§ TASKS TO CARRY OUT
#1 Answer these questions about the passport text:
(a) In what month does Joni's baby Argentinean passport run out?
(b) At what time was the family told to be at the civil registry?
(c) How will the new passport be delivered?
#2 Give the lines of the records as a JSON list of strings, one string per line and with blank lines left out. Start at the line containing "Q: Pick out each instance of the tree" and go through the end of the records, including both ends.

§ TEXT SEGMENT
- - -

How do you hold a moonbeam in your hand?

Out of focus and bemused

Questions that I have never previously been asked by a passport-office; “Can he write his name?”  “Can you get up in the morning?” 

Joni’s baby Argentinean passport runs out in November so I went to the civil registry to see about another one.  “Can he write his name?”  “Er, not really, he runs out of A4 paper after the first few letters…”  “Right, then we have to do this before he’s five because he has to be able to sign his own passport when he’s five.  Can you get up in the morning?”  “Er yes….” “Good, be here at seven tomorrow then.” 

That was yesterday.  Thus today found us in the passport department of the civil registry at 7 a.m. where an electronic device took his photograph and another electronic device took his fingerprints, and a human being informed us that a new passport will be arriving by courier in a couple of weeks.

- - -

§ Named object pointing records
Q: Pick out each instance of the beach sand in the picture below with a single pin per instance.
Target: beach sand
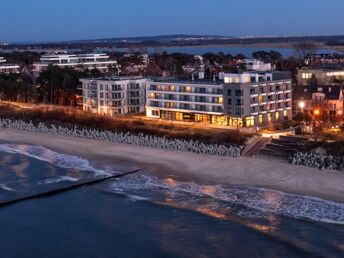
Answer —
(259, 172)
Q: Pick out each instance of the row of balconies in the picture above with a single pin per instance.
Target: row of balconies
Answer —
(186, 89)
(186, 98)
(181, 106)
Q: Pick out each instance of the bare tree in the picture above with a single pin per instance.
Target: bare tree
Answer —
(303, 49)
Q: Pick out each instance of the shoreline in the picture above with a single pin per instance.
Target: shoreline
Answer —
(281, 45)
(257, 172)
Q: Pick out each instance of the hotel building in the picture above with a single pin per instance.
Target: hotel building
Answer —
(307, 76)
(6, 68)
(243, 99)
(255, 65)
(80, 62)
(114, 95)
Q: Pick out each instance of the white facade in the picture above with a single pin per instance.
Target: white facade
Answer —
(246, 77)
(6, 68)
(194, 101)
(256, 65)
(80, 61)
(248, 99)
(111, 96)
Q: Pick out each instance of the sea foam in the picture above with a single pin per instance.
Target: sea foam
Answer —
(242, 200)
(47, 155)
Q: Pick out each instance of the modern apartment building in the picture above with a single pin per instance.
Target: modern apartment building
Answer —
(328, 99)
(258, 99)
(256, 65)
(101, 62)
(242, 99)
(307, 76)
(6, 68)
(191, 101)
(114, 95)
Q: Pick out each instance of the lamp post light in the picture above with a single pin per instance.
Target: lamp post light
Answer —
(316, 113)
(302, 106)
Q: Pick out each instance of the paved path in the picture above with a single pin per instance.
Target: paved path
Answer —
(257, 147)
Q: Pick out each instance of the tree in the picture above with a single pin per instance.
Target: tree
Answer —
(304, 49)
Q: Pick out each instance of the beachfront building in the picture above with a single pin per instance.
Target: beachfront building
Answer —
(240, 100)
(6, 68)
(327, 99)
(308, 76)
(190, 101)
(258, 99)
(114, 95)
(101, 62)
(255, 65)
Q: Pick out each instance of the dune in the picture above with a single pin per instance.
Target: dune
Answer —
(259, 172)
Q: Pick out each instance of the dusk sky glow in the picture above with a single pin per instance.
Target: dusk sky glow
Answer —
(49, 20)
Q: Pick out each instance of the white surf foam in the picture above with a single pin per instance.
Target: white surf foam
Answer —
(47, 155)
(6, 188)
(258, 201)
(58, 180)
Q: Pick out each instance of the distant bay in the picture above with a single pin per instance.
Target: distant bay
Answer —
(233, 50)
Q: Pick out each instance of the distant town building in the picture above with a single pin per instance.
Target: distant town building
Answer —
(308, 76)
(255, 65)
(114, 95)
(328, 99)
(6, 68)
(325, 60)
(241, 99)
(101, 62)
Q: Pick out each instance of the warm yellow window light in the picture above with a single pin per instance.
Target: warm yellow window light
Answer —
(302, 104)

- - -

§ RESPONSES TO THE EXERCISE
#1
(a) November
(b) Seven in the morning (7 a.m.)
(c) By courier, in a couple of weeks

#2
[
  "Q: Pick out each instance of the tree in the picture above with a single pin per instance.",
  "Target: tree",
  "Answer —",
  "(304, 49)",
  "Q: Pick out each instance of the beachfront building in the picture above with a single pin per instance.",
  "Target: beachfront building",
  "Answer —",
  "(240, 100)",
  "(6, 68)",
  "(327, 99)",
  "(308, 76)",
  "(190, 101)",
  "(258, 99)",
  "(114, 95)",
  "(101, 62)",
  "(255, 65)",
  "Q: Pick out each instance of the dune in the picture above with a single pin per instance.",
  "Target: dune",
  "Answer —",
  "(259, 172)",
  "Q: Pick out each instance of the dusk sky glow in the picture above with a single pin per instance.",
  "Target: dusk sky glow",
  "Answer —",
  "(49, 20)",
  "Q: Pick out each instance of the white surf foam in the picture above with a single pin per instance.",
  "Target: white surf foam",
  "Answer —",
  "(47, 155)",
  "(6, 188)",
  "(258, 201)",
  "(58, 180)",
  "Q: Pick out each instance of the distant bay in the picture above with a single pin per instance.",
  "Target: distant bay",
  "Answer —",
  "(233, 50)",
  "Q: Pick out each instance of the distant town building in the picture above with a single pin per instance.",
  "Target: distant town building",
  "Answer —",
  "(308, 76)",
  "(255, 65)",
  "(114, 95)",
  "(328, 99)",
  "(6, 68)",
  "(325, 60)",
  "(241, 99)",
  "(101, 62)",
  "Q: Pick out each instance of the warm yellow window light in the picture above with a single pin per instance.",
  "Target: warm yellow window light",
  "Answer —",
  "(302, 104)"
]